Source document:
START
With only 23 days remaining until Marlins pitchers and catchers report to spring training, now is a good time to look back on the winter offseason and assess how things are shaping up in the NL East -- at least in terms of each team's key roster moves. Like everything else in the East, it all starts with the Phillies, who have won the division title each of the past four seasons.
The Phillies lost free agent outfielder Jayson Werth to the Washington Nationals. But that loss was more than offset by their signing of Cliff Lee, who gives the Phils arguably the best rotation in the majors, as well as potentially one of the greatest ever. Add Lee to a rotation that also includes Roy Halladay, Roy Oswalt and Cole Hamels, and the Phillies have far and away the best rotation. Nothing in the NL East compares, that's for sure.
Let's take a look at the other East clubs:
-- The Marlins gave up Dan Uggla in their trade with the Braves, obtaining Omar Infante and Mike Dunn in return. They traded Cameron Maybin to the Padres for relievers Edward Mujica and Ryan Webb. They dealt Andrew Miller to the Red Sox for reliever Dustin Richardson. And they signed catcher John Buck, veteran pitcher Javier Vazquez and lefty reliever Randy Choate. They didn't make any tidal wave signings, but shored up the bullpen with a series of smaller moves.
-- The Braves, in addition to Uggla, added relievers Scott Linebrink and George Sherrill. They lost Dunn, Infante, outfielder Melky Cabrera and relievers Billy Wagner and Takashi Saito from last year's team.
END
Direction 1:
How many lines of the records contain the string "shadow", counting only exact case matches? Reply with the number alone.

Dataset records:
START
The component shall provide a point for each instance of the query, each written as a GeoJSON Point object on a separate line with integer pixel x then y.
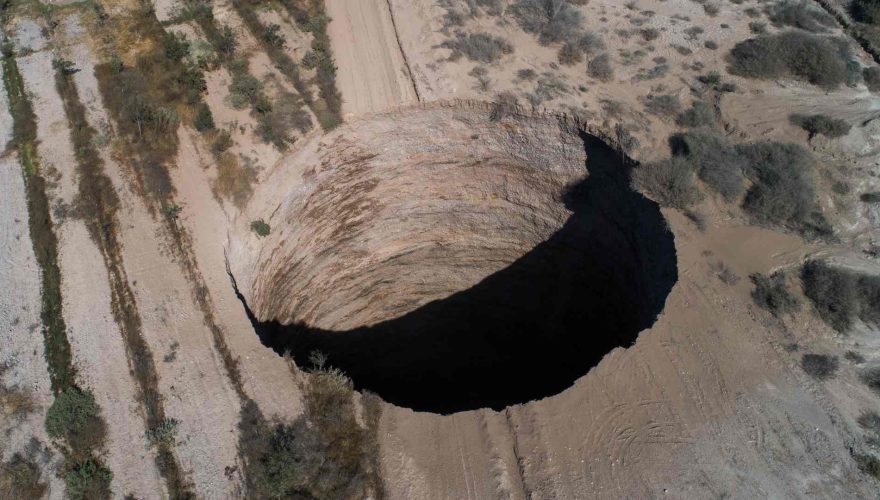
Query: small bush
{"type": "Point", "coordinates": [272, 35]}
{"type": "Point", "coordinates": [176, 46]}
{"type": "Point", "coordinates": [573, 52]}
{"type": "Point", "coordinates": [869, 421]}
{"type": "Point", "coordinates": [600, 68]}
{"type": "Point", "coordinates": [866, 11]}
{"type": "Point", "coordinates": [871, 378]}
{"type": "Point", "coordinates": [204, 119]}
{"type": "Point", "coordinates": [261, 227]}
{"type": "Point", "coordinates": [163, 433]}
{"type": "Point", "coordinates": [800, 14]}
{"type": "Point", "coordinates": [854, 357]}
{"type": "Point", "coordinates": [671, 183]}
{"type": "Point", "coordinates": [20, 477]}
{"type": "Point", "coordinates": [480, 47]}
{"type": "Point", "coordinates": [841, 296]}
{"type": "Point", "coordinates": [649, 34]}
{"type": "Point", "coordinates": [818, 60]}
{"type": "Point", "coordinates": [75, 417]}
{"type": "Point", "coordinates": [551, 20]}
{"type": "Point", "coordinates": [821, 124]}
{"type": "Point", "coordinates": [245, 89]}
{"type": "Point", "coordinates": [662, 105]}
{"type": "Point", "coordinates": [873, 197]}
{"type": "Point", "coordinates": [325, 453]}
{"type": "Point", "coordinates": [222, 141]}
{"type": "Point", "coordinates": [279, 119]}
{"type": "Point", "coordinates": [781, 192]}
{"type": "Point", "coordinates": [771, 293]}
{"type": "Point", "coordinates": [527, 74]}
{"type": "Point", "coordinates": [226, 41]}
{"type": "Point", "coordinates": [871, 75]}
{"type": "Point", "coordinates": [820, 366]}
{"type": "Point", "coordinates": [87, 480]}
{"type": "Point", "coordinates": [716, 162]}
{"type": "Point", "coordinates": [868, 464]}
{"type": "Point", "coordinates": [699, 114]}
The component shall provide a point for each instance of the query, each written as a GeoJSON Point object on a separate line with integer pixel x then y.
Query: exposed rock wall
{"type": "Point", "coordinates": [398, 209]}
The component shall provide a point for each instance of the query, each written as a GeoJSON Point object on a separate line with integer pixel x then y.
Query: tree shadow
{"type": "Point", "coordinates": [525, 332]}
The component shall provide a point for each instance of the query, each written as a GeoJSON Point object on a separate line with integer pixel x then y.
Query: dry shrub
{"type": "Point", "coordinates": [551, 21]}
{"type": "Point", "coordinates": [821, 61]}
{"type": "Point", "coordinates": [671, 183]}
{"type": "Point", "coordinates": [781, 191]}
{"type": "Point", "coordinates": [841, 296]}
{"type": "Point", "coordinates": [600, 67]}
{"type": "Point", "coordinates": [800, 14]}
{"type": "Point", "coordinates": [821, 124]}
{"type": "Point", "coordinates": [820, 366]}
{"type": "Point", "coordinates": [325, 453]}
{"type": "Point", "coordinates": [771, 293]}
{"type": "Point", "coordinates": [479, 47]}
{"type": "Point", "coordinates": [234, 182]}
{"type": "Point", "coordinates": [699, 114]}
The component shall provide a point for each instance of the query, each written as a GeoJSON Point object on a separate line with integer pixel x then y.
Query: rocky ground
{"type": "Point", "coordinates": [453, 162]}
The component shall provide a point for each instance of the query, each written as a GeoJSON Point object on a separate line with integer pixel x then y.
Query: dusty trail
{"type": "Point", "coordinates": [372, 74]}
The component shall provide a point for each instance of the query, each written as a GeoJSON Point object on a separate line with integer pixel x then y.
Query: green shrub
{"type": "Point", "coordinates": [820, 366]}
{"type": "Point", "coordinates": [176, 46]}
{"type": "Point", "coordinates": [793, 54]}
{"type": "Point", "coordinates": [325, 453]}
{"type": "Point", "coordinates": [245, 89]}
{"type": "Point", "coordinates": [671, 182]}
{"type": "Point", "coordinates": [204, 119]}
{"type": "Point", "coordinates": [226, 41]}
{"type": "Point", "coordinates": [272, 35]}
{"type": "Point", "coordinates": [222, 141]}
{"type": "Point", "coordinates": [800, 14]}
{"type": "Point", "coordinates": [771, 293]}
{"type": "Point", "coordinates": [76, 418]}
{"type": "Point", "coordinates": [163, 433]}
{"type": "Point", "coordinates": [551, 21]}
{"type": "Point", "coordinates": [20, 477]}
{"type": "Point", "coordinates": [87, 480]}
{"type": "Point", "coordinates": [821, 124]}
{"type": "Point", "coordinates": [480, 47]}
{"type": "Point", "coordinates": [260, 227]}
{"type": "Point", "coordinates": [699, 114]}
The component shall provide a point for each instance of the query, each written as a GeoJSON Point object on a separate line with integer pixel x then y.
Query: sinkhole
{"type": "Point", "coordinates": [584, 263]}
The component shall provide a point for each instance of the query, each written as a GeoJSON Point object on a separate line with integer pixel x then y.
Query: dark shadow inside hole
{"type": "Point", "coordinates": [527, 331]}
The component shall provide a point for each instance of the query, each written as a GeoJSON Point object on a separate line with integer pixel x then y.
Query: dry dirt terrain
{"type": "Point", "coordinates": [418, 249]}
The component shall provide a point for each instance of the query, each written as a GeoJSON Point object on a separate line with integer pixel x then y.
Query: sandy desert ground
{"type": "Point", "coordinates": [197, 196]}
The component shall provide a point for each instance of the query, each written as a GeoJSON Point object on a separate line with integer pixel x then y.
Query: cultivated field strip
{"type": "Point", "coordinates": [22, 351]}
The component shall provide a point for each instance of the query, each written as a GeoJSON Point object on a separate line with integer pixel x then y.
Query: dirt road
END
Direction 2:
According to the NL East offseason article, which team signed free agent outfielder Jayson Werth away from the Phillies?

Complete answer 1:
2

Complete answer 2:
The Washington Nationals.